§ **Written instruction**: All lines from the line containing "Reviewer note: confirm that each instance of the collared" up to and including the last line of the listing below should be echoed exactly; no other lines belong in the response.

§ **Records**:
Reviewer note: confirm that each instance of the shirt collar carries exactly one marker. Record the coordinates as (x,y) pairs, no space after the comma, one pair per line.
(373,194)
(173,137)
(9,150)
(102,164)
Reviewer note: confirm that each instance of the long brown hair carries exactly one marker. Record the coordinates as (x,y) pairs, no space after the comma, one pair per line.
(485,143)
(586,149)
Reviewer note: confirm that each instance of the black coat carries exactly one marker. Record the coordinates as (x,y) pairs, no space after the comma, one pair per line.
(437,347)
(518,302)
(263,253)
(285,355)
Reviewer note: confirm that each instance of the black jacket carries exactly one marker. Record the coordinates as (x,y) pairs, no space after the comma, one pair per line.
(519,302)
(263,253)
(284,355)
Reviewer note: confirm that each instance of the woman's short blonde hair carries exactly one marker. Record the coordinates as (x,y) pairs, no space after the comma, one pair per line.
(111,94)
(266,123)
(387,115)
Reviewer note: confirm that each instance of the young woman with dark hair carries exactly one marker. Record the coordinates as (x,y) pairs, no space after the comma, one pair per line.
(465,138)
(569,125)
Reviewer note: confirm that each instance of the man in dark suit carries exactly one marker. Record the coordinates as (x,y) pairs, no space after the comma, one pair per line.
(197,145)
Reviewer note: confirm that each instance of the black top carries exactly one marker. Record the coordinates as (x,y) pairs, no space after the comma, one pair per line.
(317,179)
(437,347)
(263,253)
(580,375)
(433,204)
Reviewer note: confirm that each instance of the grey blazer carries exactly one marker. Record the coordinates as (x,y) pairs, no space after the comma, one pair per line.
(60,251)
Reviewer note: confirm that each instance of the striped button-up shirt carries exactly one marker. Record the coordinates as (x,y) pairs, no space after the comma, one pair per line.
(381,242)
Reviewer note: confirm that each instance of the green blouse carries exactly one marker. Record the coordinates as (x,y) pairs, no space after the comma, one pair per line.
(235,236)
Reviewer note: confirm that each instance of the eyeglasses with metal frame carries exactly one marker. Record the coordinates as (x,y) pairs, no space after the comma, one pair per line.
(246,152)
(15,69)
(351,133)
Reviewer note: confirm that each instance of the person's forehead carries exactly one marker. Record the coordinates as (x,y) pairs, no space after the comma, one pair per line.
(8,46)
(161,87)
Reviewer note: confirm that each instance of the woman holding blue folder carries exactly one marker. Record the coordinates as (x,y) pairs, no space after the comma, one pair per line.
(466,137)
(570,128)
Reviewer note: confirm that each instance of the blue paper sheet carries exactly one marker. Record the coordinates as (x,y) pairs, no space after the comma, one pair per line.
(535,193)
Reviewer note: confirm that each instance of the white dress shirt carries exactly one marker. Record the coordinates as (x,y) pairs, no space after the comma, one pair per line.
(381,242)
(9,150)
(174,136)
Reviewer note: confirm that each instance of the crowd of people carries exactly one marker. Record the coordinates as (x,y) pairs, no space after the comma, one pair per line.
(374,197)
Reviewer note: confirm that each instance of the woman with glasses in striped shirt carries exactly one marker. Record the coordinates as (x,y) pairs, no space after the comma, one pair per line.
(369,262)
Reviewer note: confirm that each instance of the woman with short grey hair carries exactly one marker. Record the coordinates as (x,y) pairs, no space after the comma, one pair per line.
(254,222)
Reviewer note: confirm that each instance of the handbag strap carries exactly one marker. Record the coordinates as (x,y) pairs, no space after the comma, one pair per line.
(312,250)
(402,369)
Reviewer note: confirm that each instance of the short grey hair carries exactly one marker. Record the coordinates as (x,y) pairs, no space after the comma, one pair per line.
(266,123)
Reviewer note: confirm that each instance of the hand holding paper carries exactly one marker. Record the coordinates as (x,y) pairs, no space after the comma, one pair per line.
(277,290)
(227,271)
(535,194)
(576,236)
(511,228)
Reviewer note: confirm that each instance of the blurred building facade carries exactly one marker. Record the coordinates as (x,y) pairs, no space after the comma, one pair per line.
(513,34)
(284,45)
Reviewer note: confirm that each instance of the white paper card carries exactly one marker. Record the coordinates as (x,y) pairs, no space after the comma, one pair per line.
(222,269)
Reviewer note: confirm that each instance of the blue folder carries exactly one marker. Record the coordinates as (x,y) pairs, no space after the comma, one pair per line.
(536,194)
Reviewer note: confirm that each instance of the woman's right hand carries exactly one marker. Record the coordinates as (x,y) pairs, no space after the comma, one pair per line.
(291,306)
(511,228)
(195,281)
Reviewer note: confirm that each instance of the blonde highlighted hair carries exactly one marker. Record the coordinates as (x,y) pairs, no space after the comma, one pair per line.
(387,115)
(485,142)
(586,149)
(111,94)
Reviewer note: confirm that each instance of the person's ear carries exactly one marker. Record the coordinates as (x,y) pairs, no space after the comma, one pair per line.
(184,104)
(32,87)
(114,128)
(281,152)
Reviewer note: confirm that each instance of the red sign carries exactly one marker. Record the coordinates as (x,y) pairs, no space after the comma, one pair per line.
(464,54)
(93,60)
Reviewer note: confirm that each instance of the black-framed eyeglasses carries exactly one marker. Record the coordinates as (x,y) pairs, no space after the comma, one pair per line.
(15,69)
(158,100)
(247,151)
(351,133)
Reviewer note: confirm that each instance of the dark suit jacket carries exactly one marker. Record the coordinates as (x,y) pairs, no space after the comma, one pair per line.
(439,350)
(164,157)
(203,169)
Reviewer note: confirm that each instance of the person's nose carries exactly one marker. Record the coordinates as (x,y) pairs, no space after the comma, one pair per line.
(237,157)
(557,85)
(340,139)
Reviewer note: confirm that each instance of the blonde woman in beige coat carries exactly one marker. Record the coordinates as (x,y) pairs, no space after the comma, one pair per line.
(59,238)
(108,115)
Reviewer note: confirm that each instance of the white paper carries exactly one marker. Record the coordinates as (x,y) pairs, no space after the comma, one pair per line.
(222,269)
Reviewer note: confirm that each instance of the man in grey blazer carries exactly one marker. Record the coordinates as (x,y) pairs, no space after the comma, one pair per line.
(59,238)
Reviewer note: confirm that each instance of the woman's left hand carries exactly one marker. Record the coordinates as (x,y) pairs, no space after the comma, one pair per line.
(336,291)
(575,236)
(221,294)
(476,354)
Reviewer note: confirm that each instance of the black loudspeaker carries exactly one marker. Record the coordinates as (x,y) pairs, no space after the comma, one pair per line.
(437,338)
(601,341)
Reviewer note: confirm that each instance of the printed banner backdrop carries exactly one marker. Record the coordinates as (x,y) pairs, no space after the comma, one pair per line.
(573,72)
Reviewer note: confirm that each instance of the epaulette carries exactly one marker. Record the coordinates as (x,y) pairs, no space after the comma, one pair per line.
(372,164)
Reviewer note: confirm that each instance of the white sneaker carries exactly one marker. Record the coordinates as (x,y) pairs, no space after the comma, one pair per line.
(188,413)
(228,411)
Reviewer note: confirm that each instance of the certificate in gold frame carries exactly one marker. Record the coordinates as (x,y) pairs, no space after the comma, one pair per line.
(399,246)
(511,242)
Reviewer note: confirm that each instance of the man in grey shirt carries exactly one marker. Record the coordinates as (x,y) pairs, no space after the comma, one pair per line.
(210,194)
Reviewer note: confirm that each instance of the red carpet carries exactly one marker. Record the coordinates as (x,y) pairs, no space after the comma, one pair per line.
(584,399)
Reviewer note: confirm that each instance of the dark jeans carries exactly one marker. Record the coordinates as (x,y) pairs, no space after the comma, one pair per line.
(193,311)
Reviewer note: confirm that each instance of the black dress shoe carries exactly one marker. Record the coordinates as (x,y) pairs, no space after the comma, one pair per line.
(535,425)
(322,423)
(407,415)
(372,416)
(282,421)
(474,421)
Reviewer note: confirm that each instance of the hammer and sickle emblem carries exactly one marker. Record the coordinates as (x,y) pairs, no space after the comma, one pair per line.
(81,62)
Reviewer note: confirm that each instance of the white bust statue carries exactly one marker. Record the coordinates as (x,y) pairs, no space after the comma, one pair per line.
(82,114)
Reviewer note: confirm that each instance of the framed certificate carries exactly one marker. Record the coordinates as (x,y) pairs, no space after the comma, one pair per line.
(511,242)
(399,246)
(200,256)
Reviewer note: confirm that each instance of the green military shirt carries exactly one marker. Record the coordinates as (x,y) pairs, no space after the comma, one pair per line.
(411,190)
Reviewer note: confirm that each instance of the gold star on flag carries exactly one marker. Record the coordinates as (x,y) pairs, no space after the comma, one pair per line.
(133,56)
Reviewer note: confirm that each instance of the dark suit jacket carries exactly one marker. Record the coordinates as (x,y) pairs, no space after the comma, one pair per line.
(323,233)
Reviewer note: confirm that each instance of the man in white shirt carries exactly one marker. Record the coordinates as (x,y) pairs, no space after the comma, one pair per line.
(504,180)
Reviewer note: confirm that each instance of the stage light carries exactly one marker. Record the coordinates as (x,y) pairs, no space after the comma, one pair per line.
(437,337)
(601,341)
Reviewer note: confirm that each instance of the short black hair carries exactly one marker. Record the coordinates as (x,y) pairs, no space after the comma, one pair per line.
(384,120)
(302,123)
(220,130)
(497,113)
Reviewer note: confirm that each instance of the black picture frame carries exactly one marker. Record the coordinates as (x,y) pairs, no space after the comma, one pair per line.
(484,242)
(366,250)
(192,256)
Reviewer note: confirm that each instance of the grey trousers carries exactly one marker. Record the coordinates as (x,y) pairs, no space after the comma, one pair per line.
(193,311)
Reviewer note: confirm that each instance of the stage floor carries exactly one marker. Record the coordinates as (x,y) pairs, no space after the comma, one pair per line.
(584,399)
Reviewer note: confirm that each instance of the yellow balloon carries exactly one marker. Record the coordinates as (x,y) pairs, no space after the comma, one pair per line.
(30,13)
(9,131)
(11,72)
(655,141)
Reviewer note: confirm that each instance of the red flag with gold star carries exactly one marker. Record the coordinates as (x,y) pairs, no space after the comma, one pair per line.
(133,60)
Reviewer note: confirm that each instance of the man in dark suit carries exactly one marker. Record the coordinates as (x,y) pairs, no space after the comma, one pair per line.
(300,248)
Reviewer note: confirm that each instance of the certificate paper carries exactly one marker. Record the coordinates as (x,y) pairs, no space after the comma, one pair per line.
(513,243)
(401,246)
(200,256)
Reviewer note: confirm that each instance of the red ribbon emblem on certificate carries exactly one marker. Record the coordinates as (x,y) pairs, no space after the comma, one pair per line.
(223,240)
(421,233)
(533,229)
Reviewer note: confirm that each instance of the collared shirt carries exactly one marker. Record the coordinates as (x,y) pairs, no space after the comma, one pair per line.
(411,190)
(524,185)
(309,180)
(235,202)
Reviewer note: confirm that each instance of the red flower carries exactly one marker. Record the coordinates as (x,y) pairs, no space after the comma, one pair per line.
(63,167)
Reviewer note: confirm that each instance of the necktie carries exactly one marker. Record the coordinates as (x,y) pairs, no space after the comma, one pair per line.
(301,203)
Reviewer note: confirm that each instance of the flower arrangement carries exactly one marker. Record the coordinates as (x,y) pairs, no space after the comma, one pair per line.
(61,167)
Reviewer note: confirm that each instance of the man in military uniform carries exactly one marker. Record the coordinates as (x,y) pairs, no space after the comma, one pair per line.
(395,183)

§ **The solution**:
Reviewer note: confirm that each instance of the collared shirt carries exactly one marker. Record the coordinates as (x,y) pairs, no space after the comma, one pair per line.
(411,190)
(524,185)
(309,180)
(235,202)
Reviewer note: confirm that each instance of the red flower carries exactly one marker. Record the coordinates as (x,y) pairs, no space after the comma, one pair per line.
(63,167)
Reviewer note: confirm that each instance of the necktie carries exactly one marker. Record the coordinates as (x,y) pairs, no space after the comma, one pair per line.
(301,203)
Reviewer note: confirm that each instance of the flower arrangement carries exactly one marker. Record the coordinates as (x,y) pairs, no space after the comma, one pair per line.
(61,167)
Reviewer note: confirm that each instance of the man in military uniform carries exactly one marker. Record the coordinates as (x,y) pairs, no space after the comma, one pair per line.
(395,183)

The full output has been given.